_Work to complete_
Copy the lines of the listing below word for word, from the line containing "Confirm that each instance of the rusty" through the last line of the listing.

_Data for this task_
--------------------------------------------------
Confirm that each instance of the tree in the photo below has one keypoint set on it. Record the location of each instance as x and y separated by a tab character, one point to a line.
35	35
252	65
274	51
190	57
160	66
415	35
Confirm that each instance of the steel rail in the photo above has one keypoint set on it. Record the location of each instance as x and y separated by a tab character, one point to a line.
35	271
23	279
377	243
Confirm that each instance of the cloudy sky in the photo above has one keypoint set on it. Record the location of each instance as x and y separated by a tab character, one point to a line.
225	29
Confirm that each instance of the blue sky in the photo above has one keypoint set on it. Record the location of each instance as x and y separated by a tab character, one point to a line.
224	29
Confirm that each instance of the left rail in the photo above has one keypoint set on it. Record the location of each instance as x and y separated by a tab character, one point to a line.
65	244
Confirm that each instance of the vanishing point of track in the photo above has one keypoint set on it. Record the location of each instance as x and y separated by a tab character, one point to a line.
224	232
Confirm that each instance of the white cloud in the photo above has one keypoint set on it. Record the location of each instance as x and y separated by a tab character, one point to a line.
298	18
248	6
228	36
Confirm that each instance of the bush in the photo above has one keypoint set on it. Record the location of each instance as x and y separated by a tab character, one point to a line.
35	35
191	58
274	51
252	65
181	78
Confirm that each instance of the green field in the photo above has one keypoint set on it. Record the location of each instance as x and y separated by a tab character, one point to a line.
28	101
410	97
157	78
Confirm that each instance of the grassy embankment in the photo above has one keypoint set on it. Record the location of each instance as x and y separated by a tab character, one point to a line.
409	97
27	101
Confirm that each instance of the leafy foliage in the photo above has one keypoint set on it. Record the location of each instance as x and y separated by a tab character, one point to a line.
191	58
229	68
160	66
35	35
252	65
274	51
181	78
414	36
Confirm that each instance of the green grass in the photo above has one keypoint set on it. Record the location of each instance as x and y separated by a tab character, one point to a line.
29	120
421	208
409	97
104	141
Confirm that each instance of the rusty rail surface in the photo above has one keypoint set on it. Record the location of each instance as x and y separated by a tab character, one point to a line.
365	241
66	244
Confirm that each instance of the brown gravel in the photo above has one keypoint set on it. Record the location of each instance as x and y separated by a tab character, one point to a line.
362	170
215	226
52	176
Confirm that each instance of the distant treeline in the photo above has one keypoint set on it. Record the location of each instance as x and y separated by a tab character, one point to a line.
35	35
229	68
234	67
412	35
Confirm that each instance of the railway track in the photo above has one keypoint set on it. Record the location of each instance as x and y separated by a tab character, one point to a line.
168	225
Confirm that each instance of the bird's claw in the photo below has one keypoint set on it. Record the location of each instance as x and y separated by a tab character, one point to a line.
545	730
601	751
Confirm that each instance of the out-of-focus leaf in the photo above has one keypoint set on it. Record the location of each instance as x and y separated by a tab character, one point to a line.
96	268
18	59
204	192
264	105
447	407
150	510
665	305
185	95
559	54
--------------------------------------------------
_Response_
Confirm that each instance of the rusty rail surface in the photo above has one keypoint set on it. Record the location of each instance as x and y separated by a tab character, one point to a line.
365	241
66	244
Confirm that each instance of the brown gravel in the photo above has one keypoint set on it. Record the location of each instance as x and y separated by a tab character, one point to a line.
362	170
215	226
52	176
Confirm that each instance of the distant treeline in the photo above has one keypoint set on it. Record the location of each instance as x and y separated by a tab character, one point to a line.
35	35
229	68
234	67
412	35
Confirm that each instance of the railway track in the photo above has one keypoint set on it. Record the location of each instance as x and y separated by a tab character, one point to a line.
168	225
Confirm that each instance of the bird's claw in the photo below has one keypoint set on it. Record the location of each instance as x and y separated by a tab character, one point to a line.
545	730
601	751
Confirm that each instance of the out-of-focus leaf in the photo above has one keypoint set on it. Record the location of each instance as x and y separated by a tab character, one point to a line.
96	268
18	59
204	192
264	105
447	407
150	510
665	305
185	95
559	54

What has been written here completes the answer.